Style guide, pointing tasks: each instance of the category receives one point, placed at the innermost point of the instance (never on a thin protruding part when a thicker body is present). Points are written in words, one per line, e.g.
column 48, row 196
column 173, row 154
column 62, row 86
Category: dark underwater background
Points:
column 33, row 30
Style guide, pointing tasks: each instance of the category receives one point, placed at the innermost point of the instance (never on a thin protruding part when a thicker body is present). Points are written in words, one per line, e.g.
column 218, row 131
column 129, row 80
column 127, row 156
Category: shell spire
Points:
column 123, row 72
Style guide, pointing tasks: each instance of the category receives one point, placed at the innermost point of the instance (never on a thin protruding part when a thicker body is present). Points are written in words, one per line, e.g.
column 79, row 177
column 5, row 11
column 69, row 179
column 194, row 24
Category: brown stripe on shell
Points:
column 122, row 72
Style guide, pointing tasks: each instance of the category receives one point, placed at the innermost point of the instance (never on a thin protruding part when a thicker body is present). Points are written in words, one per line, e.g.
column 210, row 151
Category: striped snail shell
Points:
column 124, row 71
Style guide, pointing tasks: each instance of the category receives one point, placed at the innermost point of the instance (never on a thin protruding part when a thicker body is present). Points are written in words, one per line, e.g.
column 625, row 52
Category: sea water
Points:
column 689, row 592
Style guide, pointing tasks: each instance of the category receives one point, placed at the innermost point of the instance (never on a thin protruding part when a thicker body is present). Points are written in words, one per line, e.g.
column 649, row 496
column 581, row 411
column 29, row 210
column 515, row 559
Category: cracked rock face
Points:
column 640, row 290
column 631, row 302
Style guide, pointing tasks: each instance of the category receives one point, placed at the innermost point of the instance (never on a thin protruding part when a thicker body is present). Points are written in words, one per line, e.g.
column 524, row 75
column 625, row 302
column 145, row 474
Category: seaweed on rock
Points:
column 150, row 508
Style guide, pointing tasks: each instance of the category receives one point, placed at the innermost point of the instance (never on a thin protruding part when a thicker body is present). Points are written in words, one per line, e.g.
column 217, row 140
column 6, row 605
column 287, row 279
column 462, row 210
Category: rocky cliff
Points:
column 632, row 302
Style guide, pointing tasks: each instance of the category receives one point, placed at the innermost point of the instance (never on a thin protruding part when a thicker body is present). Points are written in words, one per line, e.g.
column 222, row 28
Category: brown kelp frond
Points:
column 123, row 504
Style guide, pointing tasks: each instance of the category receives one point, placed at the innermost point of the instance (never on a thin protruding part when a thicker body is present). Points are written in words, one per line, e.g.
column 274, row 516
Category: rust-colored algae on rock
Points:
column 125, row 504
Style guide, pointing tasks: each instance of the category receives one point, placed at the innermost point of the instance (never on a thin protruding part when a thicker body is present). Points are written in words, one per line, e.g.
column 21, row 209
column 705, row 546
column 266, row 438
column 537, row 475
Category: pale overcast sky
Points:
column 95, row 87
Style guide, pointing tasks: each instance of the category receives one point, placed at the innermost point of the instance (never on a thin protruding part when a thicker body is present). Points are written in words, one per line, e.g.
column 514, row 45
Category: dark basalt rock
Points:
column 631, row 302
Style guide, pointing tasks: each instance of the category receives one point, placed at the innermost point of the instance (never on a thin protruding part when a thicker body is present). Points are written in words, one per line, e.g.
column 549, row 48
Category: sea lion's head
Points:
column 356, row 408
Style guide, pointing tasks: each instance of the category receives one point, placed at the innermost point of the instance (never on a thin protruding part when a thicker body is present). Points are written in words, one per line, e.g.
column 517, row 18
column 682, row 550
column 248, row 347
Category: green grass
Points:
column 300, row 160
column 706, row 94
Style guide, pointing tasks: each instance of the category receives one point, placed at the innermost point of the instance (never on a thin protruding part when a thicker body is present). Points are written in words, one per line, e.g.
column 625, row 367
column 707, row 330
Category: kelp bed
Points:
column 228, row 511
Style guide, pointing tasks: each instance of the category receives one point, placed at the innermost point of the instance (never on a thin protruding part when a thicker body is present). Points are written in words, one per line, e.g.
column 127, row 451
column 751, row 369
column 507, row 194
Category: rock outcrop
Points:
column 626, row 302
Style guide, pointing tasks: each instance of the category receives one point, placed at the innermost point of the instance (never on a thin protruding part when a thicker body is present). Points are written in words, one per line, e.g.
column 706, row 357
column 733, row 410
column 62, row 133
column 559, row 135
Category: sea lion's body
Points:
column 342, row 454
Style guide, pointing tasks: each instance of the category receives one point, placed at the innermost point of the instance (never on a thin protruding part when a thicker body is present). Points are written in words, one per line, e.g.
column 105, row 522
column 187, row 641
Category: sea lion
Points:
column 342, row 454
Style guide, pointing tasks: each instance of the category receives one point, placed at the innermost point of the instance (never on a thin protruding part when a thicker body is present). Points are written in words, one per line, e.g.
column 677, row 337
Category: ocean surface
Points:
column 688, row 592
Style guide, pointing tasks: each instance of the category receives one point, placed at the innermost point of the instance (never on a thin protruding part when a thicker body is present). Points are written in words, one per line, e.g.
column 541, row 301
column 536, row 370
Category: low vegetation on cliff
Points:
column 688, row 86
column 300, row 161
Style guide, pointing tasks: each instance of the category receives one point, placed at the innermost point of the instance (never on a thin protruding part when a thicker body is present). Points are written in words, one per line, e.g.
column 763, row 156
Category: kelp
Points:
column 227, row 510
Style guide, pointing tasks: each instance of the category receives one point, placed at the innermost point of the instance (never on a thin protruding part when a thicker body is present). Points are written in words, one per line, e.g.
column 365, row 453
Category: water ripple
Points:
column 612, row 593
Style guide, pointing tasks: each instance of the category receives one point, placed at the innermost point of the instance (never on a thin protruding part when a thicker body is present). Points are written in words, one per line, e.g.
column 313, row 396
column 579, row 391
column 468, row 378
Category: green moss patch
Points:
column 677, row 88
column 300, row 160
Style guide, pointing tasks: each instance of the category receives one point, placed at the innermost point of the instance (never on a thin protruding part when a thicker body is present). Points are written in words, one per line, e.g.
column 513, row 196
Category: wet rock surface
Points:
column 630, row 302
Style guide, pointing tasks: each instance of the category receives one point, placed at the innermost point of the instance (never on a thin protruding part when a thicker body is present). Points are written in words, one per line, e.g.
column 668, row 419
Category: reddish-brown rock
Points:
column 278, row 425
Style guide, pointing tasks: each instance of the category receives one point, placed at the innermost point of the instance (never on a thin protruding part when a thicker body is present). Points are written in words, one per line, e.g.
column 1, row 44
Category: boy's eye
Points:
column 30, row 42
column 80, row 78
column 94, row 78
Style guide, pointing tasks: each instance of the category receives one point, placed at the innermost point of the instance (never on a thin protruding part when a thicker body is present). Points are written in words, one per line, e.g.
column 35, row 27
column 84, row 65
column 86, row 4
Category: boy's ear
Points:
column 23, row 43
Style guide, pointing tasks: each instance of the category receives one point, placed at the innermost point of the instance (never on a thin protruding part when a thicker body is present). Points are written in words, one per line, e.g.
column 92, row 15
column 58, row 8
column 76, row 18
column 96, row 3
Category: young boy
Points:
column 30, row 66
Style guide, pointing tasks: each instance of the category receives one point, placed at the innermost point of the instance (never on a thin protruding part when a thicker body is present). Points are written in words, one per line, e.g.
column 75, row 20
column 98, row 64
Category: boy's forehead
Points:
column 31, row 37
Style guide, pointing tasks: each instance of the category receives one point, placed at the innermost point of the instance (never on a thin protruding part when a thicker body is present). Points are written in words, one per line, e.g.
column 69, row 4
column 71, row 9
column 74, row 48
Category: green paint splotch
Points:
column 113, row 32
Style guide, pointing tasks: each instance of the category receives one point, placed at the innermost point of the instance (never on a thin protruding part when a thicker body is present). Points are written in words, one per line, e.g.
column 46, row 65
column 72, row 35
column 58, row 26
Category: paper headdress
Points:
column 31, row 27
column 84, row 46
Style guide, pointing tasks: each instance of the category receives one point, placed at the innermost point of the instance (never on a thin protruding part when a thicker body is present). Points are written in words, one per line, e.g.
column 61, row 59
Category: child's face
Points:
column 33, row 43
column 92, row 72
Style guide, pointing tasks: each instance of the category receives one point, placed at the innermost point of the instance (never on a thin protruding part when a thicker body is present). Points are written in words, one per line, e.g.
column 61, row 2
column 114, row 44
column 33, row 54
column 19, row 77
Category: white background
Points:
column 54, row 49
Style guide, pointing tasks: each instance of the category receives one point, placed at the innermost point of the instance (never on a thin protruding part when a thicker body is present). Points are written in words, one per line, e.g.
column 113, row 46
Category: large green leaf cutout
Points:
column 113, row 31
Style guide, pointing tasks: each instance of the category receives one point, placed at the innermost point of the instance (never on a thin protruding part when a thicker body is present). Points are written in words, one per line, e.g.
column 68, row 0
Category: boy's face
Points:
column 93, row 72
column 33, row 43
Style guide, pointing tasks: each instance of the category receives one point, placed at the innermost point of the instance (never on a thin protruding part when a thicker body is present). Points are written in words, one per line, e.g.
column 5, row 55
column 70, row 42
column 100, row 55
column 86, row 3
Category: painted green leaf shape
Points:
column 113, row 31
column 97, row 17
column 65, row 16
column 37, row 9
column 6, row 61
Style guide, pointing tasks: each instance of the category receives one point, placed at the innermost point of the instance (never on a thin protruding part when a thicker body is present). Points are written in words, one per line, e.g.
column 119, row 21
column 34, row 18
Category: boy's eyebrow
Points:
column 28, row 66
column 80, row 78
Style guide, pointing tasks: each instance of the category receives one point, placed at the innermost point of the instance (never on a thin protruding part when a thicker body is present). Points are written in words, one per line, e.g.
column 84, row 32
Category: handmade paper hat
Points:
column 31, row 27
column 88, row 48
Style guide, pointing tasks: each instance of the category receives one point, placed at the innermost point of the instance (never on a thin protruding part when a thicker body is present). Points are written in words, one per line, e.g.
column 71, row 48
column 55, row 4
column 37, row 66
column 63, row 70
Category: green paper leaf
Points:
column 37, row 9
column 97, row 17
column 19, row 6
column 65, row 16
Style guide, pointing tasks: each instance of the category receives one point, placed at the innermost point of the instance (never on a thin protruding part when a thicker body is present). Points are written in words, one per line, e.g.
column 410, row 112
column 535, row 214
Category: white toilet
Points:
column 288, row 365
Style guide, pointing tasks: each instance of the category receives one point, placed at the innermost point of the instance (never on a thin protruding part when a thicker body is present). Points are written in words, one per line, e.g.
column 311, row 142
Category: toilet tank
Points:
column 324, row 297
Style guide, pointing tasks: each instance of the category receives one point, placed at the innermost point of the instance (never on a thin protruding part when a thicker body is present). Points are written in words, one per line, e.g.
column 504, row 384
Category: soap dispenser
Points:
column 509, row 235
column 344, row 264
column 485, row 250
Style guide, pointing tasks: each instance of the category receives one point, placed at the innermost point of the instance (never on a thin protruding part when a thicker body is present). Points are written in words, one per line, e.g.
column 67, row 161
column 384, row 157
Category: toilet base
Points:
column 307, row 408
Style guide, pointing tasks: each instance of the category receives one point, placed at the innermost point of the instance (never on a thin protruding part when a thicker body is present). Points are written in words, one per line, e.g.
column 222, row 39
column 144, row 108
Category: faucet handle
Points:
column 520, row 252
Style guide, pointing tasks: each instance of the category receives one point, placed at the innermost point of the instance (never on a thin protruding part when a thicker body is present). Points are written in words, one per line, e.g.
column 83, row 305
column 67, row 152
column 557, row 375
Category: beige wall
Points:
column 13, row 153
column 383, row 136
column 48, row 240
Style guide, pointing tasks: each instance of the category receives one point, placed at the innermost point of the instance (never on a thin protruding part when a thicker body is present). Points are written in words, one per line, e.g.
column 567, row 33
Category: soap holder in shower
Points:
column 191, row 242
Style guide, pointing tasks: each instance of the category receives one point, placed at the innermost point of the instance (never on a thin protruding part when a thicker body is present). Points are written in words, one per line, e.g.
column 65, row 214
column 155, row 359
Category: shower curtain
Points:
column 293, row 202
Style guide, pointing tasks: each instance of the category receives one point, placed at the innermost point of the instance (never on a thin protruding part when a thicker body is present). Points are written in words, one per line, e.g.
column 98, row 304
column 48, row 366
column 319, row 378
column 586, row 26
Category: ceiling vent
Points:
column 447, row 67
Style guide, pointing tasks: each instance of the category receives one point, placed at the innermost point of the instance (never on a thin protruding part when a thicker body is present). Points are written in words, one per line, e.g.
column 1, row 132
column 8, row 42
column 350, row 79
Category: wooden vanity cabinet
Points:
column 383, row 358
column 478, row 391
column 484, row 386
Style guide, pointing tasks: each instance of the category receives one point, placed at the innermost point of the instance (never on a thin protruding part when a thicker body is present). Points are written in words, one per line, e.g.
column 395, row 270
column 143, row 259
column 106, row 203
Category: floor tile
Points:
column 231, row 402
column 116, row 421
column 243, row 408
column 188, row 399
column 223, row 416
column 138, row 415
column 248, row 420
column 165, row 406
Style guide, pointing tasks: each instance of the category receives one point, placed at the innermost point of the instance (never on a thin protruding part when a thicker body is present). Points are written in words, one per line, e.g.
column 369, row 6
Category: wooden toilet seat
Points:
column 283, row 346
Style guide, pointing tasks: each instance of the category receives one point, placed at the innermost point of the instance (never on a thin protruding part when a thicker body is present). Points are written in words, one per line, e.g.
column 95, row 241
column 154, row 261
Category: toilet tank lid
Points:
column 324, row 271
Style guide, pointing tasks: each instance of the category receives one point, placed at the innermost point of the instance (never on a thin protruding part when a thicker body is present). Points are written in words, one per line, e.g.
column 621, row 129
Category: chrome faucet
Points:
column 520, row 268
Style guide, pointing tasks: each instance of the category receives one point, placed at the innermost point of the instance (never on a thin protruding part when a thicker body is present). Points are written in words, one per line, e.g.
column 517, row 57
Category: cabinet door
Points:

◆ ◆ ◆ ◆ ◆

**Required work:**
Can you write out the lines from the start of the rows through the line holding "column 33, row 30", inclusive, with "dark underwater background" switched to "murky underwater background" and nothing else changed?

**Result of this exercise:**
Style guide, pointing tasks: each instance of the category receives one point, placed at the innermost point of the instance (never on a thin protruding part when a thicker body is present). Points are written in words, one per line, e.g.
column 48, row 196
column 173, row 154
column 62, row 86
Category: murky underwater background
Points:
column 33, row 30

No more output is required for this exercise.